==== Source ====

A Fossil Fuel-Free Industrial Revolution

by | Dec 20, 2019

Exploring a fossil-fuel free industrial revolution prompts us to consider the grave risks we’re taking by not making every concerted effort to rapidly fix our global environment.

Until the middle of the 18th century the concentration of carbon dioxide (CO2) in the atmosphere had remained roughly constant at 250 ppm for half of a million years, providing suitable conditions for the proliferation of life on earth.

The human population numbered around 800 million when James Watt invented the coal powered steam engine in 1776, designed originally to remove water from tin and coal mines, triggering the industrial revolution in Great Britain and inspiring the fossil fuel era that changed our world. This impact was so significant that, coal, oil and natural gas remain, to this day, the dominant source of energy on which humans depend. Simple inventions were the hallmark of the dawn of the industrial revolution, often ones that led to a higher quality of life.

Other than the steam engine the contribution of science to the advancement of technology in the 18th century was fairly modest, however recognition of the impressive energy density of coal was so significant that coal, together with oil and natural gas remain, to this day, the dominant source of energy on which humans depend.

While simple inventions were the hallmark of the dawn of the industrial revolution, often ones that led to a higher quality of life, most of the science based industries emerged in the 19th century. These included electric power generation, machines and dyes derived from coal.

Without delving into considerations of the social, political, and economic consequences, intended or unintended, of 18th and 19th century industrialization, these inventions catalyzed a surge of pioneering discoveries and an outpouring of transformative innovation that enabled rapid technological development in the 19th century. The prolific publications of scientific and engineering breakthroughs spawned innovative ideas and technologies that resulted in modernization of societies in many countries around the world.

In this era, scientist and engineer became recognized professions. Inventive ideas transformed into technologies that sought, for example, to exploit the strength of steel and power of electricity to transform early modes of transportation, manufacturing, communications, and agriculture to modern versions—albeit enabled by the growing use of fossil fuels. 

Readers inclined to explore such concepts further could do well to seek out the work of creative and visionary writers as fiction has a long history of presaging future technologies.

“La Sortie de l’opéra en l’an 2000” circa 1882 by French illustrator and science fiction writer Albert Robida (1848-1926). Source: United States Library of Congress’s Prints and Photographs division; digital ID ppmsca.13553.

In particular, “steampunk” is a popular genre of modern fiction that describes worlds where technological development was arrested at the dawn of steam-driven industry. Given that a world without fossil fuels would share some significant features, inspired readers could do well to seek out such works for more information about life in such speculative, counterfactual worlds.

In recreating a fossil fuel-free industrial revolution it is crucial to note that while coal combustion energized James Watt’s steam engine (a technological precursor to the internal combustion engine and predecessor of today’s battery-powered electric motors and vehicles), other sources of energy were also known.

==== Record extracts ====

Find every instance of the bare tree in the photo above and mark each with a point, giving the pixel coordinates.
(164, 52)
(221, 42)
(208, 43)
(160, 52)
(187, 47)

====

Directions:
1. List the early modes of activity that, according to the article on a fossil fuel-free industrial revolution, inventive ideas sought to transform into modern versions.
2. Write out the part of the article on a fossil fuel-free industrial revolution between "Readers inclined to" and "presaging future technologies.", inclusive.

Written answers:
1. Transportation, manufacturing, communications, and agriculture

2.
Readers inclined to explore such concepts further could do well to seek out the work of creative and visionary writers as fiction has a long history of presaging future technologies.